# START OF GIVEN DATA

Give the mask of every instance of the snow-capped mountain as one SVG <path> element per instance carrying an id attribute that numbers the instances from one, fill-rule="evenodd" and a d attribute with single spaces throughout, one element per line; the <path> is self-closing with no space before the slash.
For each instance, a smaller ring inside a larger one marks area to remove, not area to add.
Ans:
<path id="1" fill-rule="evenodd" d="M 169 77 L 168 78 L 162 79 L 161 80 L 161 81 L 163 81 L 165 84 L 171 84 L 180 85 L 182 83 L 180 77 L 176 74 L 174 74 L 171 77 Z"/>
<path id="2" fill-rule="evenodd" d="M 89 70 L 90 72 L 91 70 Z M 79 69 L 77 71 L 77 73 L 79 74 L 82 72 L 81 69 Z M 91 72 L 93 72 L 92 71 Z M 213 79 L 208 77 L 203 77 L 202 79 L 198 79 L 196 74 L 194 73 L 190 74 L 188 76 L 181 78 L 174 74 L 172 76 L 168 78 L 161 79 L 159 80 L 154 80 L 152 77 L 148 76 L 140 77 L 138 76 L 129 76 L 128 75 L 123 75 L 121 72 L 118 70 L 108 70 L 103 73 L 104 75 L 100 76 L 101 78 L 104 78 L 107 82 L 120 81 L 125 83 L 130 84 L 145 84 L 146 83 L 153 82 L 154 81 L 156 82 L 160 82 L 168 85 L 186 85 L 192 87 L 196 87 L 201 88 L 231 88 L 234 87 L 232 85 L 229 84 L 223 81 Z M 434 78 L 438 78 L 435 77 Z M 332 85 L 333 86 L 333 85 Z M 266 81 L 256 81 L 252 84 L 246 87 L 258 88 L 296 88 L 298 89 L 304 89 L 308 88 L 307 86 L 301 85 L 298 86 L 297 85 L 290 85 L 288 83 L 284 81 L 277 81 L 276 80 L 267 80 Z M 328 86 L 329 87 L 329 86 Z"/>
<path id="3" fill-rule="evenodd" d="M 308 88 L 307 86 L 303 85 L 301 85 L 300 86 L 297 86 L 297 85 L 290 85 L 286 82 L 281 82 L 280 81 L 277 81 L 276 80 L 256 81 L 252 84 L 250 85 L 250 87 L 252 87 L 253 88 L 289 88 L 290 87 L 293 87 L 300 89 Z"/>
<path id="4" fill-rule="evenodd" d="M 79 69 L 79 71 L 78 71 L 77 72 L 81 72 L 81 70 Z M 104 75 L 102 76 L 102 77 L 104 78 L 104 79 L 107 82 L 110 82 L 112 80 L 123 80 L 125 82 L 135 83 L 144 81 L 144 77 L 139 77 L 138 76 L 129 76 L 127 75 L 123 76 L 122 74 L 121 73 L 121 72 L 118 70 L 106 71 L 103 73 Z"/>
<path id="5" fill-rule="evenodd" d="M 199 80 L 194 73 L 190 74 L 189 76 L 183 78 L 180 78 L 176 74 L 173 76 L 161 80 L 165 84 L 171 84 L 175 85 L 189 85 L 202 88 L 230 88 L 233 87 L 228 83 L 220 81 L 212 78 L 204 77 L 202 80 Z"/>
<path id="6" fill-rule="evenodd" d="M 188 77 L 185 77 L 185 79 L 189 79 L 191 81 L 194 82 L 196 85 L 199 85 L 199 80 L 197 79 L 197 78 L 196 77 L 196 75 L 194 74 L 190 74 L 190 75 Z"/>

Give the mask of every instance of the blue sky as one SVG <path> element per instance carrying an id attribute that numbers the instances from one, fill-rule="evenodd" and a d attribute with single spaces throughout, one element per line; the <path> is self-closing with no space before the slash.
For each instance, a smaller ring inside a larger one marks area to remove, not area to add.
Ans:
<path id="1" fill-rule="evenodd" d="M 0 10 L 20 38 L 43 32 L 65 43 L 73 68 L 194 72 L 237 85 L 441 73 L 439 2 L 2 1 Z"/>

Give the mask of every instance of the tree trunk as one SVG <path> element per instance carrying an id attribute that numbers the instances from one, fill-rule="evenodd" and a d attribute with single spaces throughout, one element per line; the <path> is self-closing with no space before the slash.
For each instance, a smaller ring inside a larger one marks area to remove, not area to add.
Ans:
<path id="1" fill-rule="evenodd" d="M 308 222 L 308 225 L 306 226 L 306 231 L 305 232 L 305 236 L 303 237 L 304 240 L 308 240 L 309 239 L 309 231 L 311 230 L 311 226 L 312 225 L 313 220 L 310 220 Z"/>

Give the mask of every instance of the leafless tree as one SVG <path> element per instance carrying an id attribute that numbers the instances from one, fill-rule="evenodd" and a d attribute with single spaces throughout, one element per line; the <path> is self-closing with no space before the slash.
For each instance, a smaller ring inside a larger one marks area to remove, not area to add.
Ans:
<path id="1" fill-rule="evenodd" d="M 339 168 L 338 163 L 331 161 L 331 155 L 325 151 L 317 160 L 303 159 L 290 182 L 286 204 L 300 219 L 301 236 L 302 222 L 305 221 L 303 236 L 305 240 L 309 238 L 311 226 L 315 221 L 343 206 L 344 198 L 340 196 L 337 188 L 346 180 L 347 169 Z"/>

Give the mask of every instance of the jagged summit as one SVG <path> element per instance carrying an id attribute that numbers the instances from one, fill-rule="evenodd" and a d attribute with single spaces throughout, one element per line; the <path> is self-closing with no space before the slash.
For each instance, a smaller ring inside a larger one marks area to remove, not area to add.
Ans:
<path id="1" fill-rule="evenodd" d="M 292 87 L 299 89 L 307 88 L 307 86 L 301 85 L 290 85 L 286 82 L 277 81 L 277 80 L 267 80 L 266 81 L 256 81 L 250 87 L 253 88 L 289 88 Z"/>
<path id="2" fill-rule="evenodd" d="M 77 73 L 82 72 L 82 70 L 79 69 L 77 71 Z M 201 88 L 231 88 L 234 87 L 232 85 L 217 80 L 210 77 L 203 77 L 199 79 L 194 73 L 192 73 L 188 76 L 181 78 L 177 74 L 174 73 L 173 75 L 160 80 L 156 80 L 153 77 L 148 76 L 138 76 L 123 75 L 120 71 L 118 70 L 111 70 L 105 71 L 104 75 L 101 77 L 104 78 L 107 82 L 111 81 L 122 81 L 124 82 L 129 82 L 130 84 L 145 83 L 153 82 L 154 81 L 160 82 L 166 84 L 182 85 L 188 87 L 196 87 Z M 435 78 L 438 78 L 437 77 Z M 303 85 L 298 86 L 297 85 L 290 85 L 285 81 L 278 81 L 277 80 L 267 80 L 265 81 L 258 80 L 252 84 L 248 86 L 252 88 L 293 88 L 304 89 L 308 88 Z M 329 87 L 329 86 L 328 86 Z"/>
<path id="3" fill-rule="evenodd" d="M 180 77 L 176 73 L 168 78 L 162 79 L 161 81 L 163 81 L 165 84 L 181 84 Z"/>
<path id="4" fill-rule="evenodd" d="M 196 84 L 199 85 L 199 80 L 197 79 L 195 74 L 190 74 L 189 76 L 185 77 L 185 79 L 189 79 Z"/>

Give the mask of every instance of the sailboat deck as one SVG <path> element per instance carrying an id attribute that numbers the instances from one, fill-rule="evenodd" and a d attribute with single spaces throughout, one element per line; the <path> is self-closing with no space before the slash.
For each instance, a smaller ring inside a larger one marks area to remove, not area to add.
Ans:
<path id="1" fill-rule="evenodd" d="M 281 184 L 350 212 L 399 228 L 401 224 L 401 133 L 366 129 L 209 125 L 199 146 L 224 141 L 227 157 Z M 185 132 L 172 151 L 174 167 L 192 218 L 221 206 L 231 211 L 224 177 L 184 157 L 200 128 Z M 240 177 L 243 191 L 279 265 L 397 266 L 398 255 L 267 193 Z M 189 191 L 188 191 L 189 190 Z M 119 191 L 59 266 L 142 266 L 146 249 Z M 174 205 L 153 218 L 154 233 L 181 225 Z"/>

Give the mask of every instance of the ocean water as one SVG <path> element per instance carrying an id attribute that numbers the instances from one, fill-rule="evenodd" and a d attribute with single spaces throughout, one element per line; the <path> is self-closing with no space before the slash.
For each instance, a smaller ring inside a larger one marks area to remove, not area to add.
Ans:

# END OF GIVEN DATA

▶ **WHAT THE EXERCISE ASKS**
Rewrite the stretch from the start of the records through the line that contains "199 80 L 194", putting "snowy peak" in place of "snow-capped mountain" and keeping everything else the same. Give back only those lines.

▶ **FULL ANSWER**
Give the mask of every instance of the snowy peak as one SVG <path> element per instance carrying an id attribute that numbers the instances from one, fill-rule="evenodd" and a d attribute with single spaces throughout, one element per line; the <path> is self-closing with no space before the slash.
For each instance, a smaller ring inside a larger one marks area to remove, not area to add.
Ans:
<path id="1" fill-rule="evenodd" d="M 169 77 L 168 78 L 162 79 L 161 80 L 161 81 L 163 81 L 165 84 L 171 84 L 180 85 L 182 83 L 180 77 L 176 74 L 174 74 L 171 77 Z"/>
<path id="2" fill-rule="evenodd" d="M 89 70 L 90 72 L 91 70 Z M 79 69 L 77 71 L 77 73 L 79 74 L 82 72 L 81 69 Z M 91 72 L 93 72 L 92 71 Z M 213 79 L 208 77 L 203 77 L 202 79 L 198 79 L 196 74 L 194 73 L 190 74 L 188 76 L 181 78 L 174 74 L 172 76 L 168 78 L 161 79 L 159 80 L 154 80 L 152 77 L 148 76 L 140 77 L 138 76 L 129 76 L 128 75 L 123 75 L 121 72 L 118 70 L 108 70 L 103 73 L 104 75 L 100 76 L 101 78 L 104 78 L 107 82 L 120 81 L 125 83 L 130 84 L 145 84 L 146 83 L 153 82 L 154 81 L 156 82 L 160 82 L 168 85 L 186 85 L 192 87 L 196 87 L 201 88 L 231 88 L 234 87 L 232 85 L 229 84 L 223 81 Z M 434 78 L 438 78 L 435 77 Z M 332 85 L 333 86 L 333 85 Z M 266 81 L 256 81 L 252 84 L 246 87 L 258 88 L 296 88 L 298 89 L 304 89 L 308 88 L 307 86 L 301 85 L 298 86 L 297 85 L 290 85 L 288 83 L 284 81 L 277 81 L 276 80 L 267 80 Z M 328 86 L 329 87 L 329 86 Z"/>
<path id="3" fill-rule="evenodd" d="M 308 88 L 307 86 L 303 85 L 301 85 L 300 86 L 297 86 L 297 85 L 290 85 L 286 82 L 281 82 L 280 81 L 277 81 L 276 80 L 256 81 L 252 84 L 250 85 L 250 87 L 252 87 L 253 88 L 289 88 L 290 87 L 293 87 L 300 89 Z"/>
<path id="4" fill-rule="evenodd" d="M 79 69 L 79 71 L 78 71 L 77 72 L 81 72 L 81 70 Z M 104 75 L 102 76 L 102 77 L 104 78 L 104 79 L 107 82 L 110 82 L 112 80 L 123 80 L 125 82 L 135 83 L 144 81 L 144 77 L 139 77 L 138 76 L 129 76 L 127 75 L 123 76 L 122 74 L 121 73 L 121 72 L 118 70 L 106 71 L 103 73 Z"/>
<path id="5" fill-rule="evenodd" d="M 199 80 L 194 73 L 190 74 L 189 76 L 183 78 L 180 78 L 176 74 L 173 76 L 161 80 L 165 84 L 171 84 L 175 85 L 189 85 L 202 88 L 230 88 L 233 87 L 228 83 L 220 81 L 212 78 L 204 77 L 202 80 Z"/>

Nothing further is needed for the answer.